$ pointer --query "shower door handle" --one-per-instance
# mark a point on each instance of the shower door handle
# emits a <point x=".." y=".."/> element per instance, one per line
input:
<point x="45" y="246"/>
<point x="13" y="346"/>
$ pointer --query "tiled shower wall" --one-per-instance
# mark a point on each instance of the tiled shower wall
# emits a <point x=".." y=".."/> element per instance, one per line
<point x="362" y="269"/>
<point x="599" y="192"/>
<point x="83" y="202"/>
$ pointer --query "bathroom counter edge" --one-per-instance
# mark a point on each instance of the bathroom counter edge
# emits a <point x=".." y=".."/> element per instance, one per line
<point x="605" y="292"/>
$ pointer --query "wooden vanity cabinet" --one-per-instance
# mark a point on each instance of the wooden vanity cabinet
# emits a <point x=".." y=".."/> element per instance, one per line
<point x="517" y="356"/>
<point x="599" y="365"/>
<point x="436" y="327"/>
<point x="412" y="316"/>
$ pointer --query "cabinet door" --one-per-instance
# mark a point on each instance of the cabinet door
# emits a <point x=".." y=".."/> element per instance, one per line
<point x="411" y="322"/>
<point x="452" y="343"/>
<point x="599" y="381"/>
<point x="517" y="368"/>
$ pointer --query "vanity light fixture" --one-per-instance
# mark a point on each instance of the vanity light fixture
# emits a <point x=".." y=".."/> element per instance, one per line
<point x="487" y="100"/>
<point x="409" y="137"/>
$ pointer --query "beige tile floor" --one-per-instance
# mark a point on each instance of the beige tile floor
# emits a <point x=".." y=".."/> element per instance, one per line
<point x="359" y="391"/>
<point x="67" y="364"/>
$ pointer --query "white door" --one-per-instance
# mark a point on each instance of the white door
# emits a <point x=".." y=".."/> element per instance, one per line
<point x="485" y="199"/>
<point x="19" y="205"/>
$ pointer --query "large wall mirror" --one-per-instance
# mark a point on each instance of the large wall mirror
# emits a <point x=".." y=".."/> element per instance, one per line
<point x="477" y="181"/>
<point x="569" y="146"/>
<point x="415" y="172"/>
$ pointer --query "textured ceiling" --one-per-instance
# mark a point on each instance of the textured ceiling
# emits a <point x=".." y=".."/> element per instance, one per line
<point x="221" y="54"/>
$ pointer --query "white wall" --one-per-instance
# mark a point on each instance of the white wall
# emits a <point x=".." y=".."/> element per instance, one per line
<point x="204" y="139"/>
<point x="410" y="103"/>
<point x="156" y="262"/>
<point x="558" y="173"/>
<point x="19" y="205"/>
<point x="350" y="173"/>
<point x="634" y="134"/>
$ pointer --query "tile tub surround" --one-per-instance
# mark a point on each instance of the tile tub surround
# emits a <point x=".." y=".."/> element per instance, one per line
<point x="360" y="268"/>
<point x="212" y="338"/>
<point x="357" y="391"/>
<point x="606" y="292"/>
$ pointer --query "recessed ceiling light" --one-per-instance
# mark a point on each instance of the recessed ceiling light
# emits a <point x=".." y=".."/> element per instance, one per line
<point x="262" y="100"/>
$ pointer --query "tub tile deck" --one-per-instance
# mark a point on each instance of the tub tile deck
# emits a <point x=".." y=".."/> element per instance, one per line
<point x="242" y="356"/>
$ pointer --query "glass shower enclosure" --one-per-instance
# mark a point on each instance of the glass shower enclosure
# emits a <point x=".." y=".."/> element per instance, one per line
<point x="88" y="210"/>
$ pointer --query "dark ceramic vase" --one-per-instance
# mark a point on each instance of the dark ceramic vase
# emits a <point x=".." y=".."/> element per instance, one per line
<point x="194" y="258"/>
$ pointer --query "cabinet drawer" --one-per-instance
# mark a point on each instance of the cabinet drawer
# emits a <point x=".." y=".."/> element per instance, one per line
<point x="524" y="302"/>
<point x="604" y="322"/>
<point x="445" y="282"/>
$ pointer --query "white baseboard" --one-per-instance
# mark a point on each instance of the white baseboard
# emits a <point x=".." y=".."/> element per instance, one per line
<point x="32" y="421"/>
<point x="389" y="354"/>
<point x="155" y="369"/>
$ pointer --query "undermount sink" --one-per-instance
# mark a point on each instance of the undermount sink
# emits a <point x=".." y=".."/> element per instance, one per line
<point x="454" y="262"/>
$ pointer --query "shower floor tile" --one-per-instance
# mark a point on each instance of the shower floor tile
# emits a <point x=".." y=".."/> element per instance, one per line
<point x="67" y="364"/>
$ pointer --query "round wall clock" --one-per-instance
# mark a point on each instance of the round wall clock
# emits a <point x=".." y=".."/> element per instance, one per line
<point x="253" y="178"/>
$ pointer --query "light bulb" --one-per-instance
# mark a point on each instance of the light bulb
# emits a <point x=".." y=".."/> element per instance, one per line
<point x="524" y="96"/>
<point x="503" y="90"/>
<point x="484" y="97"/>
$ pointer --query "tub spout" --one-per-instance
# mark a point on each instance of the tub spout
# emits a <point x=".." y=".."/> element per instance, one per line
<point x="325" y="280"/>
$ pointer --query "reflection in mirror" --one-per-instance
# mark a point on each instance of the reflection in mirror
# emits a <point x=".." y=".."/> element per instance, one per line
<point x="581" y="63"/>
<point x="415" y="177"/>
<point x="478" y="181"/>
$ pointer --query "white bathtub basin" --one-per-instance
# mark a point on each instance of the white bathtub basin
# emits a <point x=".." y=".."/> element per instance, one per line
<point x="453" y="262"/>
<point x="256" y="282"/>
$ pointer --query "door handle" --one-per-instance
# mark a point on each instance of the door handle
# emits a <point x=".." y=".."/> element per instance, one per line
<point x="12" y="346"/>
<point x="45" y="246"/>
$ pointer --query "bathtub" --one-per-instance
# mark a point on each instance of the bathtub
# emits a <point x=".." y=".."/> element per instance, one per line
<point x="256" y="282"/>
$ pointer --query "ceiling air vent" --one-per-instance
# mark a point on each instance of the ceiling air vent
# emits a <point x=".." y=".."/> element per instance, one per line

----

:: WORK TO BE COMPLETED ::
Collect every line of the entries above that contains the string "handle", and copy each such line in full.

:: ANSWER TO THE PROBLEM ::
$ pointer --query "shower door handle" --one-per-instance
# mark a point on each instance of the shower door handle
$ pointer --query "door handle" --one-per-instance
# mark a point on each instance of the door handle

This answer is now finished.